=== SELECTED PASSAGE ===
Supremum of Lower Sums Never Greater than Upper Sum

From ProofWiki
Jump to navigation Jump to search


Let $\left[{a \,.\,.\, b}\right]$ be a closed real interval .

Let $f$ be a bounded real function defined on $\left[{a \,.\,.\, b}\right]$.

Let $S$ be a finite subdivision of $\left[{a \,.\,.\, b}\right]$.

Let $U \left({S}\right)$ be the upper sum of $f$ on $\left[{a \,.\,.\, b}\right]$ with respect to $S$.

Let $L \left({P}\right)$ be the lower sum of $f$ on $\left[{a \,.\,.\, b}\right]$ with respect to a finite subdivision $P$.
=== ENTRIES PROVIDED ===
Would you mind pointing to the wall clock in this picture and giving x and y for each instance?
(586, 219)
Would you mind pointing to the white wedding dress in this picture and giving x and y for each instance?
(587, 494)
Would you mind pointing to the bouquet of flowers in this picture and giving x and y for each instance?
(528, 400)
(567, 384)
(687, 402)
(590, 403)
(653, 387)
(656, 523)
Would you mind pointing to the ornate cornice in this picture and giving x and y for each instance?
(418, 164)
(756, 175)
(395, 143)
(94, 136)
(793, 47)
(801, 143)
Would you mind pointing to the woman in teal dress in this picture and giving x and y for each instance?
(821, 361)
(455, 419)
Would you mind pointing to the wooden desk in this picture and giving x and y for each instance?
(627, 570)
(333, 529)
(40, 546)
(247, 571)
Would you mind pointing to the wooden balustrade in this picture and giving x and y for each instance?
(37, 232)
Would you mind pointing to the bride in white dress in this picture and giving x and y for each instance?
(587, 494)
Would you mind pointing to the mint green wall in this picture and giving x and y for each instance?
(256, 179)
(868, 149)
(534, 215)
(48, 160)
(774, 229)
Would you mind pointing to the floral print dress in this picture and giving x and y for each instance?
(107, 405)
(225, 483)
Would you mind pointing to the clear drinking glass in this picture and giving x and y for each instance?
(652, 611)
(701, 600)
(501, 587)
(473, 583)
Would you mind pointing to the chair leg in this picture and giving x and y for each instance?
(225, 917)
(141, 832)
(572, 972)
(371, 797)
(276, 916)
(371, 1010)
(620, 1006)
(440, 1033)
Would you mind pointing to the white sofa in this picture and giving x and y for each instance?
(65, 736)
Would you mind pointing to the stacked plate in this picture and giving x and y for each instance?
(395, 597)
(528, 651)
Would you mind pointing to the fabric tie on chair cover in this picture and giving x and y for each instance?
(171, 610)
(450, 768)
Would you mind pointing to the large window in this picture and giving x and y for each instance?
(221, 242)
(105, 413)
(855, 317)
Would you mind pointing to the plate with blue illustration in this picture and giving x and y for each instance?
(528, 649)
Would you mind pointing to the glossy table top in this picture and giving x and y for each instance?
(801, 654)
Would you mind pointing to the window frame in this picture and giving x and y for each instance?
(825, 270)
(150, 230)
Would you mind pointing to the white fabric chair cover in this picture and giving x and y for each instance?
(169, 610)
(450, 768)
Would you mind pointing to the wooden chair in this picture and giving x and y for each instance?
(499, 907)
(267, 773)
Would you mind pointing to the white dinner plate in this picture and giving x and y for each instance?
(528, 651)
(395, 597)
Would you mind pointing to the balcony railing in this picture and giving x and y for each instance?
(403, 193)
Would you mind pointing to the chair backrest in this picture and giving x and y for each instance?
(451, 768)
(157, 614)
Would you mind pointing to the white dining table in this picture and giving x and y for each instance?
===
## OBJECTIVES
a – According to the ProofWiki page, what kind of function is $f$?
b – Rewrite the ProofWiki page starting with "From ProofWiki" and going on through "finite subdivision $P$.", substituting "partition" for "subdivision".
The records are separate material, unconnected to the ProofWiki page.

## EXPECTED RESULTS
a – A bounded real function defined on $\left[{a \,.\,.\, b}\right]$.

b –
From ProofWiki
Jump to navigation Jump to search


Let $\left[{a \,.\,.\, b}\right]$ be a closed real interval .

Let $f$ be a bounded real function defined on $\left[{a \,.\,.\, b}\right]$.

Let $S$ be a finite partition of $\left[{a \,.\,.\, b}\right]$.

Let $U \left({S}\right)$ be the upper sum of $f$ on $\left[{a \,.\,.\, b}\right]$ with respect to $S$.

Let $L \left({P}\right)$ be the lower sum of $f$ on $\left[{a \,.\,.\, b}\right]$ with respect to a finite partition $P$.